### MATERIAL TO PROCESS

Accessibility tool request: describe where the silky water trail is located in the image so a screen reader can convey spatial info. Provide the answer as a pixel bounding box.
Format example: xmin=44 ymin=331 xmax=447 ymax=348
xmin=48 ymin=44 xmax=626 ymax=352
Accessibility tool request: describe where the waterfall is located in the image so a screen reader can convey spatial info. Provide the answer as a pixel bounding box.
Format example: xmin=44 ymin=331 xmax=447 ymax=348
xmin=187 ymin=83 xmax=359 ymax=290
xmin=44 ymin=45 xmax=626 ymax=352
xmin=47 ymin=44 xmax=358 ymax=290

######

__GOAL OF THE EXERCISE__
The records above should be repeated in full, exactly as given.

__SOLUTION TO THIS PROBLEM__
Accessibility tool request: describe where the silky water trail is located in the image so a screen reader can convey spatial info. Provide the answer as a pixel bounding box.
Format example: xmin=44 ymin=331 xmax=447 ymax=348
xmin=48 ymin=44 xmax=626 ymax=352
Accessibility tool request: describe where the waterfall is located in the image so a screen reader can convey spatial info. Provide the answer as a pixel bounding box.
Format example: xmin=44 ymin=331 xmax=447 ymax=348
xmin=187 ymin=83 xmax=359 ymax=290
xmin=44 ymin=45 xmax=626 ymax=352
xmin=47 ymin=44 xmax=358 ymax=290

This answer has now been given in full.